What you have to do
Set out every line of the listing below as a numbered list, skipping any blank lines.

(Entries from a point annotation set)
-------------------------
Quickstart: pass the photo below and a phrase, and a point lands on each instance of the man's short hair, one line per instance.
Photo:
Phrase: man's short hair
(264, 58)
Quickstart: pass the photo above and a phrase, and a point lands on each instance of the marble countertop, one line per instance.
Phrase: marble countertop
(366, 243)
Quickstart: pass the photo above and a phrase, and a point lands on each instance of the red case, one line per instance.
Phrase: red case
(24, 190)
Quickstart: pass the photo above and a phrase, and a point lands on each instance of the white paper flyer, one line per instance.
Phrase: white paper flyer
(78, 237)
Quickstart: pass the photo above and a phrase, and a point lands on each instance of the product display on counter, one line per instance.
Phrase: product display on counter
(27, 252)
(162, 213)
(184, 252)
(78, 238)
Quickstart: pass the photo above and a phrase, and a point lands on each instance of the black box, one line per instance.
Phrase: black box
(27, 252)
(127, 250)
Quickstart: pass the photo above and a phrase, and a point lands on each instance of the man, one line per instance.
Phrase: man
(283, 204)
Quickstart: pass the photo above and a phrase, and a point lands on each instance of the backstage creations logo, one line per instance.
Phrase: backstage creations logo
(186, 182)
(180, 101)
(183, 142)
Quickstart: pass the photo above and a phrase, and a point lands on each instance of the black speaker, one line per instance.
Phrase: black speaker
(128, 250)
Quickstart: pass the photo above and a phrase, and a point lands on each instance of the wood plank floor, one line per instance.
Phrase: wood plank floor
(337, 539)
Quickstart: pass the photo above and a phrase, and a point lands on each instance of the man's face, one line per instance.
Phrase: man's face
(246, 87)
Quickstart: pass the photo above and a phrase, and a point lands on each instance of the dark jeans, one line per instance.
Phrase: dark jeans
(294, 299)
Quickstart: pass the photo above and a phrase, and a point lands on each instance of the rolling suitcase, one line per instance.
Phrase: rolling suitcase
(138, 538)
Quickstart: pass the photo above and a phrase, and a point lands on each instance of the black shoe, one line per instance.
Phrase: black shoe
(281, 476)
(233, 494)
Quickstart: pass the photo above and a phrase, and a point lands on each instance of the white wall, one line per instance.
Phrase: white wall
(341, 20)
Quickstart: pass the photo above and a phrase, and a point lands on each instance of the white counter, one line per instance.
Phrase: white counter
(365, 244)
-------------------------
Solution below
1. Quickstart: pass the photo below and a phrase, and a point lands on each instance of the man's short hair, one line per instance.
2. Photo:
3. Phrase: man's short hair
4. (264, 58)
5. Quickstart: pass the photo above and a phrase, and a point lands on each instance of the marble countertop, one line per instance.
6. Phrase: marble countertop
7. (366, 243)
8. Quickstart: pass the photo above and a phrase, and a point lands on each instance of the red case, one line per instance.
9. Phrase: red case
10. (24, 190)
11. Quickstart: pass the photo above and a phrase, and a point lands on each instance of the white paper flyer, one line per instance.
12. Phrase: white paper flyer
13. (78, 237)
14. Quickstart: pass the photo above and a phrase, and a point lands on each instance of the product display on counter, one line per instance.
15. Phrase: product display on counter
16. (27, 252)
17. (162, 213)
18. (184, 252)
19. (78, 238)
20. Quickstart: pass the photo above and a phrase, and a point lands on each instance of the black box, one line per instance.
21. Phrase: black box
22. (27, 252)
23. (127, 250)
24. Quickstart: pass the photo above and a phrase, and a point lands on each instance of the man, one line per instance.
25. Phrase: man
26. (283, 204)
27. Quickstart: pass the photo above and a phrase, and a point lands on each instance of the backstage creations logo, one line per instance.
28. Phrase: backstage creations logo
29. (186, 182)
30. (180, 101)
31. (183, 142)
32. Quickstart: pass the photo above and a phrase, and a point lands on each instance of the black speaker, one line per instance.
33. Phrase: black speaker
34. (128, 250)
35. Quickstart: pass the photo above and a phrase, and a point lands on each instance of the wood plank floor, one line per instance.
36. Phrase: wood plank floor
37. (337, 539)
38. Quickstart: pass the photo above and a phrase, and a point lands on each instance of the man's face, one line per instance.
39. Phrase: man's face
40. (246, 87)
41. Quickstart: pass the photo above and a phrase, and a point lands on each instance of the dark jeans, one line per instance.
42. Phrase: dark jeans
43. (294, 299)
44. Quickstart: pass the photo above and a phrase, and a point lands on each instance of the rolling suitcase, one line per instance.
45. Phrase: rolling suitcase
46. (138, 538)
47. Quickstart: pass the photo above and a phrase, and a point lands on each instance of the black shoe, one line per instance.
48. Phrase: black shoe
49. (281, 476)
50. (233, 494)
51. Quickstart: pass the photo above and a phrase, and a point lands on each instance of the white wall, one line per instance.
52. Phrase: white wall
53. (341, 20)
54. Quickstart: pass the photo above and a phrase, and a point lands on each instance of the white counter, one line per instance.
55. Phrase: white counter
56. (365, 244)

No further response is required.